▶ Given text
⟨
Adopted February 11, 2014
This would be a good time to tell the kids to stay away from Ceaser Chavez Blvd, street, ave, lane, place..... and throw in MLK too.
I’ll bet students won’t receive instruction on Chavez’s attitude towards illegal aliens.
.
There goes another perfectly good word down the toilet.
was he also a commie?
During a 1967 strike in the Central Valley, for example, Chavez and the UFW demonstrated outside the office of the U.S. Immigration and Naturalization Service (INS) in Bakersfield, criticizing the agency for not arresting what they called illegal aliens and green carders (who were prohibited by an injunction from the U.S. Secretary of Labor from working in struck fields).
This soon led to the arrests by the INS of hundreds of undocumented agricultural workers.
In 1974-75, the union engaged in what it called the Campaign Against Illegals. The campaigns most famous component was what the union named, in reference to wetbacks, the wet line: a vigilante group of a few hundred individuals wearing UFW Border Patrol armbands who policed a ten-mile or so stretch of the Arizona-Mexico boundary over a three-month periodwith the effective approval of local and federal officials--arresting and often roughing up those they encountered.
⟩
▶ Extracted information
⟨
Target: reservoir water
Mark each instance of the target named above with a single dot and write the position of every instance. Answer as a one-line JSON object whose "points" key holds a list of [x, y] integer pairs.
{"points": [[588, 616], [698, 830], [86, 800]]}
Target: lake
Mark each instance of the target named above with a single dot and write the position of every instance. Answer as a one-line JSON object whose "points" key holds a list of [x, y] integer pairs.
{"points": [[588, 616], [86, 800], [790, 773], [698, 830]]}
⟩
⟨
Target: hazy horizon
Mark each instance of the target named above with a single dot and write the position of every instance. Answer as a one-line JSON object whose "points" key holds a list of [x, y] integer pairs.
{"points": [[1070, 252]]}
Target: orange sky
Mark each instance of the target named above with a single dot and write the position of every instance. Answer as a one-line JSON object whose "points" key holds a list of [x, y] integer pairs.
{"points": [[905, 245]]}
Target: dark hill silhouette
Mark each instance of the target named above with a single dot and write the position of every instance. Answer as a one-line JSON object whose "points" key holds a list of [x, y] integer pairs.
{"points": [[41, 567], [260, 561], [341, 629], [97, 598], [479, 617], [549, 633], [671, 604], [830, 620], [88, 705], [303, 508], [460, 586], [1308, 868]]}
⟩
▶ What you need to do
**A.** Quote the passage about Chavez word for word, starting at "In 1974-75, the" and ending at "those they encountered.".
**B.** According to the passage about Chavez, what name did the union give its 1974-75 campaign?
The rows come from a separate source unrelated to the passage about Chavez.

▶ Solutions by task
**A.**
In 1974-75, the union engaged in what it called the Campaign Against Illegals. The campaigns most famous component was what the union named, in reference to wetbacks, the wet line: a vigilante group of a few hundred individuals wearing UFW Border Patrol armbands who policed a ten-mile or so stretch of the Arizona-Mexico boundary over a three-month periodwith the effective approval of local and federal officials--arresting and often roughing up those they encountered.

**B.** The Campaign Against Illegals.